Stored data entries:
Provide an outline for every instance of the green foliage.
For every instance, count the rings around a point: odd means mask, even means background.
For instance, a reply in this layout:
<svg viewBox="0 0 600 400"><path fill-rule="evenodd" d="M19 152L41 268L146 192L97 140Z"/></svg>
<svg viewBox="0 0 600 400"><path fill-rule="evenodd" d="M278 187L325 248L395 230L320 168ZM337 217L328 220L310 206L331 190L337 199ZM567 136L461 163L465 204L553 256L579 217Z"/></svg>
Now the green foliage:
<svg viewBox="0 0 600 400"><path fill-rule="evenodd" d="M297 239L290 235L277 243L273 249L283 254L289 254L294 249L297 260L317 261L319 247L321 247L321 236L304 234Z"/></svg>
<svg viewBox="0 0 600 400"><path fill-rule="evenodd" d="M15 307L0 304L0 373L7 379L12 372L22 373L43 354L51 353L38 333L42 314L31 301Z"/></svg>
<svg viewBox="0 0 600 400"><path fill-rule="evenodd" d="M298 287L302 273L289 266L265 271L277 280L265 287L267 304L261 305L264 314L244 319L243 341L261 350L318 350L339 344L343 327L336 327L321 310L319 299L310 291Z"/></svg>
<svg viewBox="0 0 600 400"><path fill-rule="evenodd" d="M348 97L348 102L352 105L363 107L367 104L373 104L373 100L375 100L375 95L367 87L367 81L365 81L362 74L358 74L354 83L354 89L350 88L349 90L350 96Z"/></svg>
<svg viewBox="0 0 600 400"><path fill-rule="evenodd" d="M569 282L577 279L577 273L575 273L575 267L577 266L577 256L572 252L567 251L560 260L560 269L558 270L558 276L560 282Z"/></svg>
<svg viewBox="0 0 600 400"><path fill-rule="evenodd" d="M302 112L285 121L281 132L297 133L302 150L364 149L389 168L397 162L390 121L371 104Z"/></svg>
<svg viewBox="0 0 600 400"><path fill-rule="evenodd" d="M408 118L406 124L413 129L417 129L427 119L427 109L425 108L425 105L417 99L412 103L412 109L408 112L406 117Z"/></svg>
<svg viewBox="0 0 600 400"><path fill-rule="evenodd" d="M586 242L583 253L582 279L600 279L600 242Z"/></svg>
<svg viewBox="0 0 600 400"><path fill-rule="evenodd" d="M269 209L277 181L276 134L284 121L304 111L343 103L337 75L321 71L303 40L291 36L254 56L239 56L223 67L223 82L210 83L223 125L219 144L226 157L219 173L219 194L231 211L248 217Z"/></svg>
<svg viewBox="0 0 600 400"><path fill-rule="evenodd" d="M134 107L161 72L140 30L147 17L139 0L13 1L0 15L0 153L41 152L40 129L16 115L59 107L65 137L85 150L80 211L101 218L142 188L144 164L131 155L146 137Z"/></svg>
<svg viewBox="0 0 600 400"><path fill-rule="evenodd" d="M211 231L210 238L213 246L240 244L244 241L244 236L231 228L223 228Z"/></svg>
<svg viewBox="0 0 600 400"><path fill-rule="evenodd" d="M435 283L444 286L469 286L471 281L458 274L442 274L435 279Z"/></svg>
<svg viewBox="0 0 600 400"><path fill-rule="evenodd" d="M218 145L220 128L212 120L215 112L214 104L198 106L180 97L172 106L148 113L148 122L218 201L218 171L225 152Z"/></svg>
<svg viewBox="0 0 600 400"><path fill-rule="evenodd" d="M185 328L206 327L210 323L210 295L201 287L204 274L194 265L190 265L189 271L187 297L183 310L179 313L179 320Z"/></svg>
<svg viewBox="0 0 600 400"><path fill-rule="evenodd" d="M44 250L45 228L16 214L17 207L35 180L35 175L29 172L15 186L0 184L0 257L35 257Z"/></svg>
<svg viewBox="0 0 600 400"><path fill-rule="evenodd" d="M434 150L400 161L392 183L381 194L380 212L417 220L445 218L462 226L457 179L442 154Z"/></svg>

STATED TASK –
Turn the material above into a Markdown table with two columns, Row and Text, giving each line a running row number and leaving out blank lines.

RESPONSE TO THIS TASK –
| Row | Text |
|---|---|
| 1 | Provide an outline for every instance of the green foliage. |
| 2 | For every instance, count the rings around a point: odd means mask, even means background. |
| 3 | For instance, a reply in this layout: |
| 4 | <svg viewBox="0 0 600 400"><path fill-rule="evenodd" d="M19 152L41 268L146 192L97 140Z"/></svg> |
| 5 | <svg viewBox="0 0 600 400"><path fill-rule="evenodd" d="M278 187L325 248L395 230L320 168ZM337 217L328 220L310 206L331 190L337 199ZM567 136L461 163L465 204L553 256L579 217Z"/></svg> |
| 6 | Now the green foliage: |
| 7 | <svg viewBox="0 0 600 400"><path fill-rule="evenodd" d="M297 239L290 235L277 243L273 249L283 254L289 254L294 249L297 260L317 261L319 247L321 247L321 236L304 234Z"/></svg> |
| 8 | <svg viewBox="0 0 600 400"><path fill-rule="evenodd" d="M15 307L0 304L0 373L7 379L12 372L22 373L43 354L51 353L38 333L42 314L31 301Z"/></svg> |
| 9 | <svg viewBox="0 0 600 400"><path fill-rule="evenodd" d="M298 287L302 273L289 266L265 271L277 280L265 287L267 304L261 305L264 314L244 319L243 341L261 350L318 350L339 344L343 327L336 327L321 310L319 299L310 291Z"/></svg> |
| 10 | <svg viewBox="0 0 600 400"><path fill-rule="evenodd" d="M348 97L348 102L352 105L363 107L367 104L373 104L373 100L375 100L375 95L367 87L367 81L365 81L362 74L358 74L354 83L354 89L350 88L349 90L350 96Z"/></svg> |
| 11 | <svg viewBox="0 0 600 400"><path fill-rule="evenodd" d="M569 282L577 279L577 273L575 273L575 267L577 266L577 256L572 252L567 251L560 260L560 269L558 270L558 276L560 282Z"/></svg> |
| 12 | <svg viewBox="0 0 600 400"><path fill-rule="evenodd" d="M302 112L285 121L281 132L297 133L302 150L364 149L389 168L397 162L390 121L371 104Z"/></svg> |
| 13 | <svg viewBox="0 0 600 400"><path fill-rule="evenodd" d="M408 118L406 124L413 129L417 129L427 119L427 109L425 108L425 105L417 99L412 103L412 109L408 112L406 117Z"/></svg> |
| 14 | <svg viewBox="0 0 600 400"><path fill-rule="evenodd" d="M586 242L583 253L582 279L600 279L600 242Z"/></svg> |
| 15 | <svg viewBox="0 0 600 400"><path fill-rule="evenodd" d="M269 209L277 181L276 134L284 121L304 111L343 103L337 75L321 71L303 40L291 36L254 56L239 56L223 67L223 82L210 83L223 125L219 144L226 157L219 173L219 194L231 211L248 217Z"/></svg> |
| 16 | <svg viewBox="0 0 600 400"><path fill-rule="evenodd" d="M134 107L161 72L140 30L147 17L139 0L13 1L0 15L0 153L41 152L40 129L16 115L59 107L65 137L85 150L80 211L101 218L142 188L144 164L131 155L146 137Z"/></svg> |
| 17 | <svg viewBox="0 0 600 400"><path fill-rule="evenodd" d="M211 231L210 238L213 246L240 244L244 241L244 236L231 228L223 228Z"/></svg> |
| 18 | <svg viewBox="0 0 600 400"><path fill-rule="evenodd" d="M435 283L444 286L469 286L471 281L458 274L442 274L435 279Z"/></svg> |
| 19 | <svg viewBox="0 0 600 400"><path fill-rule="evenodd" d="M218 145L220 128L212 120L215 112L214 104L198 106L180 97L172 106L148 113L148 122L218 201L218 171L225 152Z"/></svg> |
| 20 | <svg viewBox="0 0 600 400"><path fill-rule="evenodd" d="M185 328L206 327L210 323L210 295L201 287L204 274L194 265L190 265L189 271L187 297L183 310L179 313L179 320Z"/></svg> |
| 21 | <svg viewBox="0 0 600 400"><path fill-rule="evenodd" d="M44 250L45 228L16 214L17 207L35 180L35 175L29 172L15 186L0 184L0 257L35 257Z"/></svg> |
| 22 | <svg viewBox="0 0 600 400"><path fill-rule="evenodd" d="M434 150L400 161L392 183L381 194L380 212L417 220L445 218L462 226L457 179L442 154Z"/></svg> |